* Arbeitsauftrag 1 *
Gib die folgenden Zeilen aus den Einträgen wortgetreu wieder. Beginne bei der Zeile, die „313, row 277.“ enthält, und höre nach der Zeile mit „column 484, row 112“ auf.

Im "Treffpunkt Rotebühlplatz" gibt es mehr Treppen zu bestaunen als auf Bildern von M.C. Escher. Dutzende davon vernetzen die fünf Stockwerke, einige sind nur wenige Meter lang, teils zählen sie einhundert Stufen und mehr. Ihre hochkomplexen Abzweigungen – oft sind es mehrere pro Treppe – führen dabei nicht immer zu den kürzesten Wegen, und inmitten dieser labyrinthischen Verästelungen lässt sich leicht der Überblick verlieren. Doch optisch macht der Stil was her.

Das große Foyer habe gar einen "sakralen Charakter", wusste Architekt Horst Haag die eigene Arbeit zu würdigen. Auch wenn "die Bezeichnung Kathedrale der Kultur vielleicht etwas zu hoch gegriffen" sei. Das war im Januar 1992, als der "Treffpunkt Rotebühlplatz" in Stuttgart-Mitte feierlich eröffnet wurde. Euphorisierte Kommunalpolitiker bejubelten das 100 Millionen D-Mark schwere Bauwerk und zogen, in einem Anflug lokalpatriotischer Megalomanie, direkte Vergleiche zum berühmten Pariser Centre Pompidou: Dort ist das französische Nationalmuseum für Moderne Kunst beherbergt. Im "Treffpunkt Rotebühlplatz" gibt es vier Schulen, ein Café, Veranstaltungen und einen Treffpunkt für Senioren und Kinder. Dieses "einmalige Spektrum von Kulturangeboten" (Architekt Haag) solle nun unter einem Dach zusammenfinden. Und die vielen Treppen dienen dabei nicht einfach nur dem Überwinden von Höhenunterschieden, sie sind auch "Symbole für Verbindung und Kontakte".

Wenngleich diese Metaphorik bestechend originell erscheinen mag, ausgedacht hat sie sich nicht Horst Haag. Vielmehr führt der Architekt eine treppentheoretische Tradition fort, deren Wurzeln Jahrtausende zurückreichen. Die Stufe könne als Sinnbild so vieles repräsentieren, etwa das prozesshafte Überwinden, sie ermögliche "moralische Schritte, geistige, metaphysische Schritte vom weltlichen Unten zum transzendentalen Oben", beschreibt Sophie Jung, die sich im Architektur-Magazin "Baunetzwoche" intensiv mit der Kulturgeschichte der normierten Treppe auseinandergesetzt hat. "Der Mensch war immer das Maß der Treppe", ist hier zu erfahren. Allerdings konkurrierten über Jahrhunderte hinweg verschiedene Dogmen, welchem Aspekt beim Treppenbau der Vorrang einzuräumen sei: Repräsentanz oder Funktionalität?

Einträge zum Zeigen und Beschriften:
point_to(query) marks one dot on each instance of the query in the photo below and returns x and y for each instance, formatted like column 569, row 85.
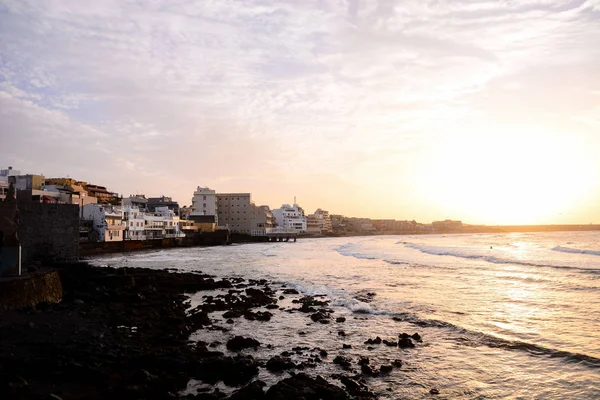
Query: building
column 447, row 226
column 162, row 201
column 204, row 203
column 5, row 173
column 238, row 213
column 107, row 222
column 319, row 222
column 27, row 182
column 134, row 223
column 136, row 201
column 290, row 217
column 161, row 223
column 102, row 195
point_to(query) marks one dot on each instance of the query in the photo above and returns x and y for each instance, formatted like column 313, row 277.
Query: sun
column 510, row 176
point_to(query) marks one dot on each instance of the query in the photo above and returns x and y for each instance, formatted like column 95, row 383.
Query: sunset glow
column 484, row 112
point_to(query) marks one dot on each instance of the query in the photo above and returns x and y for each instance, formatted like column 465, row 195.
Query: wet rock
column 342, row 361
column 377, row 340
column 368, row 370
column 233, row 371
column 356, row 388
column 278, row 363
column 253, row 390
column 385, row 369
column 321, row 317
column 233, row 314
column 405, row 343
column 238, row 343
column 302, row 386
column 258, row 316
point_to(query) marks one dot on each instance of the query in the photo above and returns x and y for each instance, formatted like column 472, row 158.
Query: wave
column 576, row 251
column 346, row 251
column 456, row 252
column 475, row 339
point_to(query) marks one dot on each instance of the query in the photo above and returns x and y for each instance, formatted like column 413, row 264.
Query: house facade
column 291, row 217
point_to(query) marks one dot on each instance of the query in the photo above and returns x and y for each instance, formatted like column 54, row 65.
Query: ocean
column 501, row 315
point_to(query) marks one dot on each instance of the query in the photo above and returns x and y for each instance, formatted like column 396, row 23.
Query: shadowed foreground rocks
column 124, row 333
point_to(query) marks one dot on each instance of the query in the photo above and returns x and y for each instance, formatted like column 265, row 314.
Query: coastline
column 125, row 332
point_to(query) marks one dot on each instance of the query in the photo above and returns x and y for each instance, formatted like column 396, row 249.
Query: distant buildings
column 290, row 217
column 319, row 223
column 163, row 201
column 204, row 206
column 238, row 213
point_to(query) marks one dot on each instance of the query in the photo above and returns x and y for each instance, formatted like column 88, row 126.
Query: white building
column 204, row 202
column 107, row 222
column 319, row 222
column 162, row 223
column 290, row 217
column 134, row 223
column 238, row 213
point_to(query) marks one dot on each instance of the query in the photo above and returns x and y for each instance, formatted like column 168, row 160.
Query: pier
column 276, row 234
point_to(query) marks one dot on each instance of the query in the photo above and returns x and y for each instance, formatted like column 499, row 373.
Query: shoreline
column 126, row 332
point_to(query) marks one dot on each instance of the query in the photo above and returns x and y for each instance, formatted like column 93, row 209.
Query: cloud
column 165, row 95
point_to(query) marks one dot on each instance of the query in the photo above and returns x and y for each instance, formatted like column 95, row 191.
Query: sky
column 483, row 111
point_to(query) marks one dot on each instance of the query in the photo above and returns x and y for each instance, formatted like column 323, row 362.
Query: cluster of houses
column 107, row 217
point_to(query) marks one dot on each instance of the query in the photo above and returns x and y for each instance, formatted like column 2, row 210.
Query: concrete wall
column 48, row 232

* Arbeitsauftrag 2 *
Nenne alle Personen, die im Text über den Treffpunkt Rotebühlplatz namentlich erwähnt werden.

* Vollständige Antwort 1 *
point_to(query) marks one dot on each instance of the query in the photo above and returns x and y for each instance, formatted like column 313, row 277.
Query: sun
column 510, row 176
point_to(query) marks one dot on each instance of the query in the photo above and returns x and y for each instance, formatted like column 95, row 383.
Query: sunset glow
column 484, row 112

* Vollständige Antwort 2 *
M.C. Escher, Horst Haag, Sophie Jung